- _THE PROBLEM_
Count the lines below that contain the word "baby". Give only the number.

[Coordinate annotation records]
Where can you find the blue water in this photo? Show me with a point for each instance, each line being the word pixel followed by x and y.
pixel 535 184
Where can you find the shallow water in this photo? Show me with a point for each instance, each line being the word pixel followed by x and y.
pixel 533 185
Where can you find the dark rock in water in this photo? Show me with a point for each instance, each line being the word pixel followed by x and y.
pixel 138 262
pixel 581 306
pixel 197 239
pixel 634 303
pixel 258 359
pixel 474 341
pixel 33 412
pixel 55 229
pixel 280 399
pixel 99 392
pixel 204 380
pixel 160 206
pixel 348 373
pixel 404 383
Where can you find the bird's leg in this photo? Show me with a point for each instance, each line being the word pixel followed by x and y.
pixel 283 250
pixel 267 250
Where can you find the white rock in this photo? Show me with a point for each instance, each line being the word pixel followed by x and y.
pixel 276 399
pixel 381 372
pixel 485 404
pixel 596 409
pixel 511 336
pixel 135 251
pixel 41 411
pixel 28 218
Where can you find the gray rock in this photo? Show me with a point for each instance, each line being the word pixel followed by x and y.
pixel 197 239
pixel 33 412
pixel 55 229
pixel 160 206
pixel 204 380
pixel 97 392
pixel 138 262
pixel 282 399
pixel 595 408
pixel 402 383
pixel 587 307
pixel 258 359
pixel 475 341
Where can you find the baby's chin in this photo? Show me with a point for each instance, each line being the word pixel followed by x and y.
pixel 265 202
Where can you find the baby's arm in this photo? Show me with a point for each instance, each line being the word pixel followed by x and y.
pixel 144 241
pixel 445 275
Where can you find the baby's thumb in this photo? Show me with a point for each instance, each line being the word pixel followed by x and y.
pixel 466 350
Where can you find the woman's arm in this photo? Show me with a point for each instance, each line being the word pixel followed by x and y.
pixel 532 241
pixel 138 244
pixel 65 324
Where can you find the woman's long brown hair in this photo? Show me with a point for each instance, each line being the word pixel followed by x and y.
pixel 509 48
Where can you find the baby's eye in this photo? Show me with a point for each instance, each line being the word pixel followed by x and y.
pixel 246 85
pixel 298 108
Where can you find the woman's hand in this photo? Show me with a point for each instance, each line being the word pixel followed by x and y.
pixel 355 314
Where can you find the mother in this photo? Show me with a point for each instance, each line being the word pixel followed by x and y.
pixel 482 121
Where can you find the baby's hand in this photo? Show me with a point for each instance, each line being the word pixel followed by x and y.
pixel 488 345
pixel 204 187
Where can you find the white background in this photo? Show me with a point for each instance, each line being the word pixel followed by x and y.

---

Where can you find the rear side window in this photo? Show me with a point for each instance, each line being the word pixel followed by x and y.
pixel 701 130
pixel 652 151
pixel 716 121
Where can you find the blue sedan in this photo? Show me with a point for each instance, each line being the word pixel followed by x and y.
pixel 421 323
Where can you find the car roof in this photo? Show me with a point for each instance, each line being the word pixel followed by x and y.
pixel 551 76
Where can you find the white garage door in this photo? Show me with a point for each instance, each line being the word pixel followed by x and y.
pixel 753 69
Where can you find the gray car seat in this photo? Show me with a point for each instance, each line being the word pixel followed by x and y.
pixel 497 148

- _OUTPUT OF THE EXERCISE_
5